BEGIN

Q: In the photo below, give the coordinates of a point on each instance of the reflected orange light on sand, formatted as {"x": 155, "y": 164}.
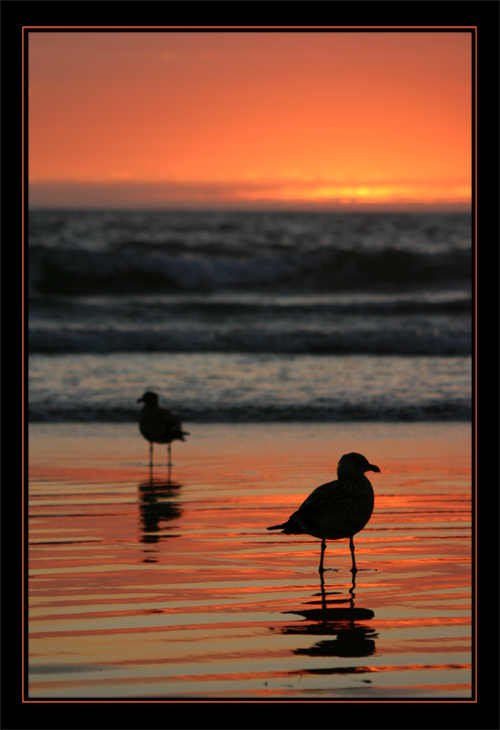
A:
{"x": 330, "y": 118}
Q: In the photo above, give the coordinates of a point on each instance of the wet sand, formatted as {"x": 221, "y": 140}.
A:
{"x": 143, "y": 587}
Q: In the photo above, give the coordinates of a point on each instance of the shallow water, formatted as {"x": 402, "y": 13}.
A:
{"x": 143, "y": 588}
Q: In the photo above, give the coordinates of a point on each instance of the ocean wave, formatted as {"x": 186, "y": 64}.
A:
{"x": 134, "y": 269}
{"x": 408, "y": 340}
{"x": 451, "y": 410}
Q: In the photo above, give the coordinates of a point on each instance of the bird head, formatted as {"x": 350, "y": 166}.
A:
{"x": 355, "y": 463}
{"x": 149, "y": 399}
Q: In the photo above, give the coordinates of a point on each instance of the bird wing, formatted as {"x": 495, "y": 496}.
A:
{"x": 160, "y": 425}
{"x": 336, "y": 509}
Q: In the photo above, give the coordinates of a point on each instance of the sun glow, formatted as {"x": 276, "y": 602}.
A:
{"x": 319, "y": 118}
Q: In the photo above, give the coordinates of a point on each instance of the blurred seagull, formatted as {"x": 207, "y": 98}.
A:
{"x": 337, "y": 509}
{"x": 158, "y": 425}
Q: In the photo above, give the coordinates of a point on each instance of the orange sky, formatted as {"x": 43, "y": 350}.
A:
{"x": 253, "y": 119}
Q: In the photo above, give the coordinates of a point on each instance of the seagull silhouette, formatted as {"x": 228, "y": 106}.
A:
{"x": 158, "y": 425}
{"x": 337, "y": 509}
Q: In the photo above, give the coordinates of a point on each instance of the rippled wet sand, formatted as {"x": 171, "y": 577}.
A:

END

Please reproduce every row above word for word, leaving the pictures out.

Q: In the photo below, give the coordinates of a point on each instance of the reflected orange light on sand, formatted as {"x": 155, "y": 164}.
A:
{"x": 330, "y": 118}
Q: In the photo above, give the coordinates of a point on each instance of the wet sand, formatted as {"x": 221, "y": 140}.
A:
{"x": 143, "y": 587}
Q: In the photo above, give the coordinates of a point on each instance of the shallow water, formatted as {"x": 402, "y": 13}.
A:
{"x": 143, "y": 588}
Q: In the photo above, give the coordinates of a point on each instance of the ocean wave, formatted as {"x": 186, "y": 64}.
A:
{"x": 134, "y": 269}
{"x": 408, "y": 340}
{"x": 451, "y": 410}
Q: In the photo above, give the coordinates of a point on each instance of the bird head, formatted as {"x": 350, "y": 166}.
A:
{"x": 355, "y": 463}
{"x": 149, "y": 399}
Q: In the photo above, give the coordinates of a point on each instance of the bird wing, formatted as {"x": 495, "y": 496}.
A:
{"x": 160, "y": 425}
{"x": 336, "y": 509}
Q: In the photo above, give the coordinates of a point on each instance of the sun glow, formatted as {"x": 276, "y": 602}.
A:
{"x": 319, "y": 118}
Q: In the photo above, give the coordinates of a point on each instance of the blurred seagull, formatted as {"x": 207, "y": 98}.
A:
{"x": 337, "y": 509}
{"x": 158, "y": 425}
Q: In the photo above, give the coordinates of a point on each instance of the orange sky, formatted as {"x": 43, "y": 350}.
A:
{"x": 253, "y": 119}
Q: In the photo above, give the coordinates of a point on each instance of the seagull silhouette, formatted as {"x": 228, "y": 106}.
A:
{"x": 158, "y": 425}
{"x": 337, "y": 509}
Q: In the photo above, give the coordinates of a point on each instance of the rippled wet sand, formatted as {"x": 171, "y": 577}.
A:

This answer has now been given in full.